§ **LIST OF TASKS**:
**1.** In the camping gear text, what fuel does the Coleman two burner stove run on?
**2.** List every item that the camping gear text says is in the permanently packed eating box.
**3.** Carry on the camping gear text from the point where it stops.

§ **QUOTED PASSAGE**:
There's an always packed food essentials box: Vegemite, honey, olive oil, salt & pepper, mixed herbs, garlic salt, baked beans for kids, porridge, tea bags and a bag of pasta and pesto. The other permanently packed eating box has cutlery, plates, bowls, 1 frypan, 1 saucepan and a kettle and some tea towels.

We take a big esky and it's full to the brim with fresh food... i'm just not the type to live off 2-minute noodles and it's not necessary when you've got a car to carry it in.  This - and our clothes - are about the only things that aren't permanently packed.

We've also now got a Coleman two burner stove (we run it on Shellite/WhiteGas ) ... I know we've got stove overload now, but that's just the evolution of fast-and-light-couples-travel into slower-with-kids-and-the-kettle's-always-on.

Two small folding tables - one for eating and one for stove/washing up.  A chair each. This is definitely a concession to getting older. And cheaper than my chiropractor ;-)

A tarpaulin + some poles.  The poles seem necessary in Australia as many of the national parks have Rangers who love nothing more than coming around and making you deconstruct your exquisite tarp erected artfully between a few trees ("Madam - Nothing tied to the trees - you'll get a fine for that!!")

(Items from a dataset)
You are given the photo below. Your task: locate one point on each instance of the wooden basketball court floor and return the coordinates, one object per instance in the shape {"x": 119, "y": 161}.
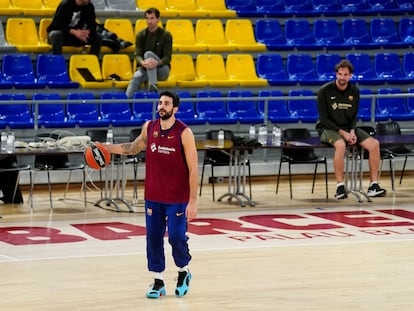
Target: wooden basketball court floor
{"x": 307, "y": 253}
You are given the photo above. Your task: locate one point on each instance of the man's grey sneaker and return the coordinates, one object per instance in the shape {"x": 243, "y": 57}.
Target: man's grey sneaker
{"x": 376, "y": 191}
{"x": 341, "y": 192}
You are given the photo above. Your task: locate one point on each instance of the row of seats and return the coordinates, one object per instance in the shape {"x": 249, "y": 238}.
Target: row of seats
{"x": 281, "y": 8}
{"x": 328, "y": 33}
{"x": 301, "y": 68}
{"x": 168, "y": 8}
{"x": 83, "y": 109}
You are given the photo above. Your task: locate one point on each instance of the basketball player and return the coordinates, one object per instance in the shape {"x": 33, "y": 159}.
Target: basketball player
{"x": 171, "y": 181}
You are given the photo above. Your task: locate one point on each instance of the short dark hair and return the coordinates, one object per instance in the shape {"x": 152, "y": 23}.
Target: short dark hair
{"x": 345, "y": 64}
{"x": 153, "y": 11}
{"x": 173, "y": 95}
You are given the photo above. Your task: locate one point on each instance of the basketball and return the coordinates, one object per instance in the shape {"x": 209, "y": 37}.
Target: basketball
{"x": 97, "y": 156}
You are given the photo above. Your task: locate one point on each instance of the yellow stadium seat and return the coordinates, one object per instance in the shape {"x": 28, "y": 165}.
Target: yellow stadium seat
{"x": 6, "y": 8}
{"x": 182, "y": 31}
{"x": 22, "y": 33}
{"x": 211, "y": 68}
{"x": 241, "y": 68}
{"x": 91, "y": 63}
{"x": 183, "y": 71}
{"x": 43, "y": 24}
{"x": 215, "y": 8}
{"x": 32, "y": 7}
{"x": 239, "y": 33}
{"x": 161, "y": 5}
{"x": 185, "y": 8}
{"x": 123, "y": 28}
{"x": 117, "y": 67}
{"x": 211, "y": 33}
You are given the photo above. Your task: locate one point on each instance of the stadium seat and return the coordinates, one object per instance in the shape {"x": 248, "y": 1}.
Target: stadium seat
{"x": 91, "y": 63}
{"x": 241, "y": 68}
{"x": 161, "y": 5}
{"x": 387, "y": 67}
{"x": 22, "y": 33}
{"x": 327, "y": 34}
{"x": 183, "y": 71}
{"x": 118, "y": 113}
{"x": 300, "y": 68}
{"x": 355, "y": 32}
{"x": 18, "y": 69}
{"x": 32, "y": 7}
{"x": 395, "y": 107}
{"x": 215, "y": 9}
{"x": 384, "y": 33}
{"x": 16, "y": 116}
{"x": 239, "y": 33}
{"x": 276, "y": 108}
{"x": 182, "y": 30}
{"x": 82, "y": 110}
{"x": 117, "y": 67}
{"x": 298, "y": 34}
{"x": 406, "y": 30}
{"x": 269, "y": 32}
{"x": 363, "y": 69}
{"x": 305, "y": 109}
{"x": 123, "y": 28}
{"x": 51, "y": 112}
{"x": 210, "y": 32}
{"x": 52, "y": 69}
{"x": 215, "y": 112}
{"x": 212, "y": 69}
{"x": 245, "y": 111}
{"x": 271, "y": 68}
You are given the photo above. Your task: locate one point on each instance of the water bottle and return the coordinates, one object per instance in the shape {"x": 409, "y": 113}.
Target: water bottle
{"x": 110, "y": 136}
{"x": 263, "y": 134}
{"x": 252, "y": 132}
{"x": 3, "y": 141}
{"x": 220, "y": 138}
{"x": 276, "y": 135}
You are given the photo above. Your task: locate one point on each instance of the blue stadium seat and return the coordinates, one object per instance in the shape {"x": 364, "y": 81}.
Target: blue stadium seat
{"x": 52, "y": 69}
{"x": 81, "y": 109}
{"x": 406, "y": 30}
{"x": 355, "y": 32}
{"x": 325, "y": 66}
{"x": 16, "y": 116}
{"x": 245, "y": 111}
{"x": 305, "y": 109}
{"x": 395, "y": 108}
{"x": 143, "y": 111}
{"x": 277, "y": 111}
{"x": 363, "y": 69}
{"x": 186, "y": 112}
{"x": 384, "y": 33}
{"x": 18, "y": 69}
{"x": 271, "y": 68}
{"x": 118, "y": 113}
{"x": 215, "y": 112}
{"x": 270, "y": 33}
{"x": 52, "y": 112}
{"x": 387, "y": 67}
{"x": 327, "y": 34}
{"x": 300, "y": 68}
{"x": 298, "y": 34}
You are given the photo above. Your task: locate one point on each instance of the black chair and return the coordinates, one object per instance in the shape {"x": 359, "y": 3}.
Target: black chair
{"x": 218, "y": 158}
{"x": 300, "y": 155}
{"x": 10, "y": 170}
{"x": 393, "y": 128}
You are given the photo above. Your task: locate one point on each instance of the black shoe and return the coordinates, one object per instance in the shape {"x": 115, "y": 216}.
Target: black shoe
{"x": 376, "y": 191}
{"x": 341, "y": 192}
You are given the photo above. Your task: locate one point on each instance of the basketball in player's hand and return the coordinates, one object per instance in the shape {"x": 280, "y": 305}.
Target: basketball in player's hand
{"x": 97, "y": 156}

§ **ANSWERS FOR THIS EXERCISE**:
**1.** Shellite/WhiteGas

**2.** Cutlery, plates, bowls, 1 frypan, 1 saucepan, a kettle, and some tea towels.

**3.**
Sleeping - Love, love, love our Vaude Division Dome tent (this one).  Big enough for 4 plus a decent vestibule to keep gear out of the rain.  Small enough that it goes up in 10 minutes and doesn't take up all the room in the car.  Also have a double inflatable camp mat for the kids.  It's so good, we'll ditch our bulky 4WD mattress at some point and get another.

I spend a lot of time thinking about the smallest, easiest options to keep the Gear explosion to a minimum, but reading this already makes me groan.  There's no denying that with kids + age, comfort + the Good Life, the gear certainly doesn't fit a backpack.  Oh well, when I look out of my tent on the weekend up at the red rock walls of the Newnes valley, it'll all be worth it.